━━━━━ Source records ━━━━━

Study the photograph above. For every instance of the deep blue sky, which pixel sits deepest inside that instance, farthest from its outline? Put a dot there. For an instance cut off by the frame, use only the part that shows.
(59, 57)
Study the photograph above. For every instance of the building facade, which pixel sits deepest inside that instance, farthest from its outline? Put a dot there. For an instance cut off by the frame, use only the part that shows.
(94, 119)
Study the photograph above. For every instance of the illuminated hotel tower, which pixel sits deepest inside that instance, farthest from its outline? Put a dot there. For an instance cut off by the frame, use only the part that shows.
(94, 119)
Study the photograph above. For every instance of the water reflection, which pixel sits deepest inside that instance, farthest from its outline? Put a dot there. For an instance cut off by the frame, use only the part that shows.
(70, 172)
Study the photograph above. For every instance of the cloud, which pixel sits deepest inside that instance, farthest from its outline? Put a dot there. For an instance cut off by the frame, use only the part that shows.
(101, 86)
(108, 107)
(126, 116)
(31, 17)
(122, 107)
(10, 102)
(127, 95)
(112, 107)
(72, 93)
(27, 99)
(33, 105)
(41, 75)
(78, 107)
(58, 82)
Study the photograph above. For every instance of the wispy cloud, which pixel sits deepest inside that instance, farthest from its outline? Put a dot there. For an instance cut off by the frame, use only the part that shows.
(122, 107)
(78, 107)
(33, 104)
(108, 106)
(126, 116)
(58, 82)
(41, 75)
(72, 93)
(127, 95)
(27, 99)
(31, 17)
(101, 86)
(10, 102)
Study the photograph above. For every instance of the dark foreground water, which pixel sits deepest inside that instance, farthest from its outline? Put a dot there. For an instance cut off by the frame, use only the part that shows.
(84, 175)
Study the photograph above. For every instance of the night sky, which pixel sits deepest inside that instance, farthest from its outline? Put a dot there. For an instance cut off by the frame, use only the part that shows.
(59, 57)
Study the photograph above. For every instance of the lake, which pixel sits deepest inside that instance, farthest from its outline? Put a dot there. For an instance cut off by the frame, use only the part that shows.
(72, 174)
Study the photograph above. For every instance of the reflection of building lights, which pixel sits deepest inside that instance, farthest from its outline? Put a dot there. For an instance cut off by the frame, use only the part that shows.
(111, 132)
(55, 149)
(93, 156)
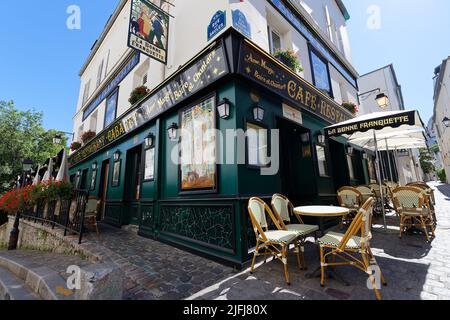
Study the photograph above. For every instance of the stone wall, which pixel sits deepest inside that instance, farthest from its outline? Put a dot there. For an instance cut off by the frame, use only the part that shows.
(35, 236)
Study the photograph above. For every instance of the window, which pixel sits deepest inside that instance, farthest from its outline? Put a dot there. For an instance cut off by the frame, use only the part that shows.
(100, 73)
(111, 108)
(257, 145)
(274, 40)
(351, 170)
(322, 161)
(320, 72)
(198, 147)
(86, 91)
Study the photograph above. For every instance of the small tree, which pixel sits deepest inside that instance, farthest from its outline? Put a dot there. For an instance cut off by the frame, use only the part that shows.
(426, 161)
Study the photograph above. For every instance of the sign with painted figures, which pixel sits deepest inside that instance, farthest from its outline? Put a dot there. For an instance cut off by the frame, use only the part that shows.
(149, 30)
(217, 24)
(268, 72)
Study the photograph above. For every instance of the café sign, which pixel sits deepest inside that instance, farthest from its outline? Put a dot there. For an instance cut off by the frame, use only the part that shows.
(265, 70)
(211, 66)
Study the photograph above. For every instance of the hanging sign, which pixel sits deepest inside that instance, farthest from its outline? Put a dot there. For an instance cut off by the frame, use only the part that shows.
(241, 23)
(217, 24)
(148, 30)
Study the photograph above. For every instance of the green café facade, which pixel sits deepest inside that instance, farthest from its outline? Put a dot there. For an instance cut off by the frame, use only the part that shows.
(159, 166)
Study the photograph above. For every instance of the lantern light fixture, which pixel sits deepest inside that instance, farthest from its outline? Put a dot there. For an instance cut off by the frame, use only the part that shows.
(223, 109)
(149, 140)
(258, 113)
(173, 132)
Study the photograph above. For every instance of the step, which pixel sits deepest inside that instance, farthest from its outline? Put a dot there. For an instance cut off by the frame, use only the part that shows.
(13, 288)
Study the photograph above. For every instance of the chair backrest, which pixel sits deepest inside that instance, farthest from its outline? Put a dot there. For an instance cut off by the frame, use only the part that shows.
(408, 198)
(282, 207)
(349, 197)
(360, 226)
(257, 210)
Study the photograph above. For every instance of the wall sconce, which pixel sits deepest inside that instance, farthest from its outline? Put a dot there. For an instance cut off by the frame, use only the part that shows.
(223, 109)
(258, 113)
(149, 141)
(117, 155)
(350, 150)
(304, 137)
(321, 139)
(173, 131)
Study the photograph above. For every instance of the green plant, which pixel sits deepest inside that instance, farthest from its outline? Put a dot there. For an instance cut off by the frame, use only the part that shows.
(88, 136)
(350, 106)
(442, 176)
(290, 59)
(137, 94)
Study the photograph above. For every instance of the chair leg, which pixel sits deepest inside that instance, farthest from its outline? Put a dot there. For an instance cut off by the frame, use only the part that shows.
(252, 268)
(322, 267)
(285, 265)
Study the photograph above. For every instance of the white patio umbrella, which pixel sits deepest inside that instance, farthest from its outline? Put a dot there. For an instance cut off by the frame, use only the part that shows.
(381, 129)
(63, 173)
(48, 173)
(37, 178)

━━━━━

What you should do - Word for word, reproduce all of the entries above and omit the pictures.

Output for this task -
Study the photograph above. For every instance of the deep blue sky, which pixel sits deepest inside that instance, farthest from its outline? Put a dot there. For an instance cut off by the frame, use only the part that shows.
(59, 57)
Study the photograph above. For every instance of the building facade, which pixel sits deepest inside that instance, farthest from its outline? Put a dot there. For an instance cut off by the frame, use only the part that shows.
(94, 119)
Study the photograph above. For every instance of the illuminated hotel tower, which pixel sits deepest inside that instance, farthest from its outline? Put a dot there. For an instance cut off by the frame, use only the part that shows.
(94, 119)
Study the photograph above. For every instance of the water reflection, which pixel sits deepest inside that instance, farthest from its outline? Put a dot there. For an instance cut off by the frame, use only the part that shows.
(70, 172)
Study the photograph above. For every instance of the cloud, which pixel sits deepest inside that instance, farthest from its outline? Put a dot there. For an instance cut off by the frame, use only the part that shows.
(101, 86)
(108, 107)
(126, 116)
(31, 17)
(122, 107)
(10, 102)
(127, 95)
(112, 107)
(72, 93)
(27, 99)
(33, 105)
(41, 75)
(78, 107)
(58, 82)
Study the photograph above. For every instance of the wispy cloud, which pixel sits deepest inside that instance, farthest from its outline? Put a dot there. For an instance cut off by the frame, use only the part that shows.
(122, 107)
(78, 107)
(33, 104)
(108, 106)
(126, 116)
(58, 82)
(41, 75)
(72, 93)
(127, 95)
(27, 99)
(31, 17)
(101, 86)
(10, 102)
Study the photograph above. For every instance of the dark foreground water, which pixel sits deepest inside that instance, farthest from its outline? Put a dot there. For an instance cut off by the frame, use only the part that shows.
(84, 175)
Study the photograph above. For every instance of the night sky, which pixel sits deepest inside that instance, farthest from its outline? Put a dot there. For an instance cut off by the frame, use only the part that shows.
(59, 57)
Study the photograph above. For every instance of the lake, which pixel sits deepest inside that instance, farthest from its outline? Put a dot there. For an instance cut off by the frame, use only the part that shows.
(72, 174)
Study the photograph above. For every instance of the reflection of building lights, which pixel sits deepest inside that instance, farthest from its outline? Put a dot there. For an instance cut off by the frame, use only the part that shows.
(111, 132)
(55, 149)
(93, 156)
Study the photograph above. For every instance of the stone wall, which pixel sits deepest inside that instance, farthest from its outline? Put a dot there. For an instance cut off by the frame, use only the part that shows.
(35, 236)
Study the photograph above. For every instance of the window, which pixel sits deepest inside that instance, farthest from its outline? Put a dot there. For an instance cut off by the frame, use only the part that shows.
(100, 73)
(111, 108)
(257, 145)
(274, 40)
(351, 170)
(322, 161)
(320, 72)
(198, 147)
(86, 91)
Study the photograph above. For every instance of the small tree, which pixel sits deepest inside that instance, farthest from its outline? Put a dot there. For an instance cut off by the frame, use only the part that shows.
(426, 161)
Study the photograph above. For every instance of the sign with painted figures, which pixel sits deepest inside that instance, farthest from its outline? Put a dot there. For an instance cut off by the frame, use only the part that shows.
(149, 30)
(217, 24)
(268, 72)
Study the photograph above. For every instance of the café sign, which pixel sits deepest inside that instance, farthest from its outline? Put a dot there. For an instance cut off by the frame, use only the part that shows.
(265, 70)
(211, 66)
Study the photograph above. For every instance of the hanging sign, which pixel sits deepest inside that instance, farthest from its outline? Put a dot there. For an instance cut off by the frame, use only the part that shows.
(241, 23)
(217, 24)
(148, 30)
Study the photograph above. For every instance of the green café facade, which pixel sits deepest inside that instance, farthest from its outline? Put a dot there. For an instance cut off by the frame, use only the part that shows.
(159, 166)
Study the photograph above. For every instance of the lantern light fixture, which pixel sits deepest inside that instance, farthest from its outline? Put a dot there. For an instance cut off by the frame, use only the part that shows.
(223, 109)
(149, 140)
(258, 113)
(173, 132)
Study the photograph above. For every instance of the step, which pixel sits deepest inside that instance, farthest from its outline? Put a dot there. For an instance cut off by the frame, use only the part that shows.
(13, 288)
Study the photograph above. For every instance of the chair backrest, which pixel sits deepest inside that instance, farthest from its outline? Put a dot there. For an instance cut off by the frame, use only the part that shows.
(408, 198)
(282, 207)
(349, 197)
(360, 226)
(257, 210)
Study the photograph above. For every instance of the wall sconce, which pixel sits deepest inside that instance, farthest from its outline? Put a dot there. For an instance cut off by the frame, use only the part that shows.
(223, 109)
(258, 113)
(149, 141)
(117, 155)
(350, 150)
(304, 137)
(321, 139)
(173, 131)
Study the photograph above. For every instance of the green plant, which pixel sits deepest inside that instance, farthest from its outline? Put a dot there. For an instance cut off by the frame, use only the part that shows.
(88, 136)
(350, 106)
(442, 176)
(290, 59)
(137, 94)
Study the photograph above. For every instance of the chair leg, which pixel sits deepest inside that instance, farthest from its outline? Put a dot there. For an instance cut off by the frame, use only the part that shows.
(252, 268)
(322, 267)
(285, 265)
Study the photograph above. For every instance of the white patio umbrella, which pixel sits deepest inside that instance, farthest from its outline? Put a dot there. For an instance cut off by the frame, use only the part that shows.
(381, 129)
(63, 173)
(48, 173)
(37, 178)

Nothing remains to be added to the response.